WORK INSTRUCTION
Transcribe the news report below on the Gaza car bombing word for word, in full.

SELECTED TEXT
———
GAZA CITY -- A Palestinian militant with ties to Hamas was killed in a car bombing yesterday, unleashing factional unrest that left three others dead and 35 wounded, in the first direct threat to the Islamic group's new government.
Followers of the militant blamed security forces loyal to President Mahmoud Abbas's Fatah movement for the assassination, raising the possibility of wider clashes two days after Hamas assumed power.
The militant, Abu Yousef Abu Quka, was a senior commander of the Popular Resistance Committees, an umbrella group of about 200 gunmen that has been linked to explosions of Israeli tanks and a deadly attack on a US diplomatic convoy in 2003.
About half the gunmen are allied with Hamas, including Abu Quka, and the other half with Fatah. Abu Quka's supporters blamed the Fatah-dominated Preventive Security Services for his assassination; a shootout at the militant's funeral killed the three others and wounded 35.
———
(Collected data)

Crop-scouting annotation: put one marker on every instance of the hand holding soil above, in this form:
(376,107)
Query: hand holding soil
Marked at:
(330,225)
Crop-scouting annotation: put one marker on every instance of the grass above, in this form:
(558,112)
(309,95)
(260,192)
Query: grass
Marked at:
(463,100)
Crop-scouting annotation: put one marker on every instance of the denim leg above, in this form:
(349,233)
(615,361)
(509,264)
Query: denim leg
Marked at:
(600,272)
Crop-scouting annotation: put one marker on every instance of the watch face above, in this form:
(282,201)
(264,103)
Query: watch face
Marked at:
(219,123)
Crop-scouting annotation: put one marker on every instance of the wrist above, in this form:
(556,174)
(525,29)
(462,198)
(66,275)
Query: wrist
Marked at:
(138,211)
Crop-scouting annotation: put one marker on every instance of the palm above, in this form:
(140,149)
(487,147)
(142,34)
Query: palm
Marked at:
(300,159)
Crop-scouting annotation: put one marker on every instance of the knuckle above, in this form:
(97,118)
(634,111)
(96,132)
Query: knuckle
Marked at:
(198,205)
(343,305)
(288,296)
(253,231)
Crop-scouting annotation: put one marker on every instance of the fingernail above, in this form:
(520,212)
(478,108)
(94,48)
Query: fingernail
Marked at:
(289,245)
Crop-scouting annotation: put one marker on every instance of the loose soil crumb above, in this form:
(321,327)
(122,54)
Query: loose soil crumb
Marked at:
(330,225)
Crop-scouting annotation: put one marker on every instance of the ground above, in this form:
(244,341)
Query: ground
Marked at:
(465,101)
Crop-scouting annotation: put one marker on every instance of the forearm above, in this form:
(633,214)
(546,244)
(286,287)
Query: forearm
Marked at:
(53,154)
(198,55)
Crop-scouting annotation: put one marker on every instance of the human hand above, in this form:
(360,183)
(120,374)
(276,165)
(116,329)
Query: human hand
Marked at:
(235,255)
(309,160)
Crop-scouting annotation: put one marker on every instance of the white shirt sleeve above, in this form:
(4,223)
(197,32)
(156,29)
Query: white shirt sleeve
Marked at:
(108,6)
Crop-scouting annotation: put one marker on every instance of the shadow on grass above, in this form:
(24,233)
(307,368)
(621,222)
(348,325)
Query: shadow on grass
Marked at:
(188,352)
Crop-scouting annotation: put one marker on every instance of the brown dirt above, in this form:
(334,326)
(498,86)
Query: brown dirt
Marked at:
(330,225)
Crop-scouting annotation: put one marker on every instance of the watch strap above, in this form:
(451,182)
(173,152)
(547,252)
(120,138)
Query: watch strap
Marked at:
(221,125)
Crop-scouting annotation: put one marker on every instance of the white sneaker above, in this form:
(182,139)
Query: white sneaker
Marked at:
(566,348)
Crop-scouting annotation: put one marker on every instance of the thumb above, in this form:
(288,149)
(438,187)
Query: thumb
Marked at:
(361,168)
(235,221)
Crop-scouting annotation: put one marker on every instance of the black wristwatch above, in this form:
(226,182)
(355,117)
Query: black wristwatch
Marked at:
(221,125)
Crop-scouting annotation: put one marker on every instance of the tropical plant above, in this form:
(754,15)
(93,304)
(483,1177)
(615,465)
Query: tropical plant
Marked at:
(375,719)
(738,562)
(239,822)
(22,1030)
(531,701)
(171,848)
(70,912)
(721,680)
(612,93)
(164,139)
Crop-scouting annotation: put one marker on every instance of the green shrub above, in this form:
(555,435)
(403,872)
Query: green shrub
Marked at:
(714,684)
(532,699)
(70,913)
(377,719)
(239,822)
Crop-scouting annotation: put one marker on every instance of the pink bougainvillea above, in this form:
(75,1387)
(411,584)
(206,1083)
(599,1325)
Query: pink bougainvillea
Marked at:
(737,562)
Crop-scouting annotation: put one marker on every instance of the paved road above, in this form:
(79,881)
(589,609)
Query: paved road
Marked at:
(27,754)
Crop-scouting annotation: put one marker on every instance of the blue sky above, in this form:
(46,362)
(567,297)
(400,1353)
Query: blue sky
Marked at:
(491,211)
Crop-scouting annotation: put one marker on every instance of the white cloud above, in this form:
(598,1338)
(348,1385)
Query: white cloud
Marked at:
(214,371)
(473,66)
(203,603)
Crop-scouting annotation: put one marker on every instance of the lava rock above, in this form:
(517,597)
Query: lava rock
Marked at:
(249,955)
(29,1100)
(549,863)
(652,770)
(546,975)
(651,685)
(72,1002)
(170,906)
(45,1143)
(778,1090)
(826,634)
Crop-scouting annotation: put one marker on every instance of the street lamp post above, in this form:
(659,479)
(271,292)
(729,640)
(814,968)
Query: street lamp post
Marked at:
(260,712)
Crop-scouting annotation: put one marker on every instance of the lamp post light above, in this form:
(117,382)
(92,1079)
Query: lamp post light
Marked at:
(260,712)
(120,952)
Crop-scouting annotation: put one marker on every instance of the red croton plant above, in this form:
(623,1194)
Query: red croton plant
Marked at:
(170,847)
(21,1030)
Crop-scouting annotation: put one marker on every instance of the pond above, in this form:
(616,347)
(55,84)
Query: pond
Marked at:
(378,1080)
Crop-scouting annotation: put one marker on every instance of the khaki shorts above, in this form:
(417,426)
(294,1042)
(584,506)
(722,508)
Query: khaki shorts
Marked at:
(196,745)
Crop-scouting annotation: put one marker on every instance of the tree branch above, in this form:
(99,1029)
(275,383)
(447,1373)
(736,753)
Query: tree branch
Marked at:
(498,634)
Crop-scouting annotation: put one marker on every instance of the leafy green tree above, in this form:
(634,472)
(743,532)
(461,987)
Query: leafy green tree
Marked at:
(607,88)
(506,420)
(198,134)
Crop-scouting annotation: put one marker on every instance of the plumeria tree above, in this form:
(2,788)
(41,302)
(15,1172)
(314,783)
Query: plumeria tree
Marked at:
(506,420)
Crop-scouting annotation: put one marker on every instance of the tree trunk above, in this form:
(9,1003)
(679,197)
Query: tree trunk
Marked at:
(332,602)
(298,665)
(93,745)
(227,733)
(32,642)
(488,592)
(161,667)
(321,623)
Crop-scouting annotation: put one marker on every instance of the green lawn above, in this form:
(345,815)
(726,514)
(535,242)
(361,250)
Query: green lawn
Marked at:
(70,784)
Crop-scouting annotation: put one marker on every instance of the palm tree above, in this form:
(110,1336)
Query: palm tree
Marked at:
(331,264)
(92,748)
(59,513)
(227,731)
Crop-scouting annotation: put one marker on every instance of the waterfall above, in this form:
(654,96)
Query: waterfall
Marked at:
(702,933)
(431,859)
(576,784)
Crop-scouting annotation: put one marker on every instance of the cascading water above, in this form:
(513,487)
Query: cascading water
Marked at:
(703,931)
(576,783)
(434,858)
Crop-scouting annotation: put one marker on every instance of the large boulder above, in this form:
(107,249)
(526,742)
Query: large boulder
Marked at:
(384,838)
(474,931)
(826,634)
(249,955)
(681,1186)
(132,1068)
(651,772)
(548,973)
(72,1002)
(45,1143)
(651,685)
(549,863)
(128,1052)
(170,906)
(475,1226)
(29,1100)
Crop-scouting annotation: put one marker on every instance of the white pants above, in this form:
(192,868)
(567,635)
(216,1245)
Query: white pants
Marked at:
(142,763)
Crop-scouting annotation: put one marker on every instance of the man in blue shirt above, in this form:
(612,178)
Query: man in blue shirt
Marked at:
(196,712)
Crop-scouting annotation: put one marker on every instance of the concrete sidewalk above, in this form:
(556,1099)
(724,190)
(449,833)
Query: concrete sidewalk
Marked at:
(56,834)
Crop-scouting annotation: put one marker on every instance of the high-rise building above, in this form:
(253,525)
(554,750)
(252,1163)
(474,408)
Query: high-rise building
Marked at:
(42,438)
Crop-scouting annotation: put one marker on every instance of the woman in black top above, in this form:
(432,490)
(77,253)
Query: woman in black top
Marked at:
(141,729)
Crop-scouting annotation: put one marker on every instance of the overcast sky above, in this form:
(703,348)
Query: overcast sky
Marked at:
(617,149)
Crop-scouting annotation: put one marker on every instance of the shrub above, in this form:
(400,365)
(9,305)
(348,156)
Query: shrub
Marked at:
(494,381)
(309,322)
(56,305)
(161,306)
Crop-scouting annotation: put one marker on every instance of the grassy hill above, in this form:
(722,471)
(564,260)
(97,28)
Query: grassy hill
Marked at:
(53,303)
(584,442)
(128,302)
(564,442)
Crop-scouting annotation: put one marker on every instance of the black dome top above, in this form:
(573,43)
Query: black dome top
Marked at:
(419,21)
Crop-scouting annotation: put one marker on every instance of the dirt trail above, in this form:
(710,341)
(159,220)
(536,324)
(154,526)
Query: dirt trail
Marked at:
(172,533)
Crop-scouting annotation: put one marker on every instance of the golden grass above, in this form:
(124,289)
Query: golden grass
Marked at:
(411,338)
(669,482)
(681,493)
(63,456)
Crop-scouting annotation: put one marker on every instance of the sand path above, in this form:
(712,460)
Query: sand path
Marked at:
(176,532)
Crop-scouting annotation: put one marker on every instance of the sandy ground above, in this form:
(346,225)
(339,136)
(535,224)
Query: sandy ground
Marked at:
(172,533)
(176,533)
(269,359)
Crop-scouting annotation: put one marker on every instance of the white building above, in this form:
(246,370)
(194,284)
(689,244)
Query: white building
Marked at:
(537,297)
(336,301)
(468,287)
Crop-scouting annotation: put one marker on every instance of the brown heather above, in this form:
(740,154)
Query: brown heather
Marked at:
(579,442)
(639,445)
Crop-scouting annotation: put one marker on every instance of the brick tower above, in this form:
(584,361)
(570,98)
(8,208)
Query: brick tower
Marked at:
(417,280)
———
EXERCISE OUTPUT
GAZA CITY -- A Palestinian militant with ties to Hamas was killed in a car bombing yesterday, unleashing factional unrest that left three others dead and 35 wounded, in the first direct threat to the Islamic group's new government.
Followers of the militant blamed security forces loyal to President Mahmoud Abbas's Fatah movement for the assassination, raising the possibility of wider clashes two days after Hamas assumed power.
The militant, Abu Yousef Abu Quka, was a senior commander of the Popular Resistance Committees, an umbrella group of about 200 gunmen that has been linked to explosions of Israeli tanks and a deadly attack on a US diplomatic convoy in 2003.
About half the gunmen are allied with Hamas, including Abu Quka, and the other half with Fatah. Abu Quka's supporters blamed the Fatah-dominated Preventive Security Services for his assassination; a shootout at the militant's funeral killed the three others and wounded 35.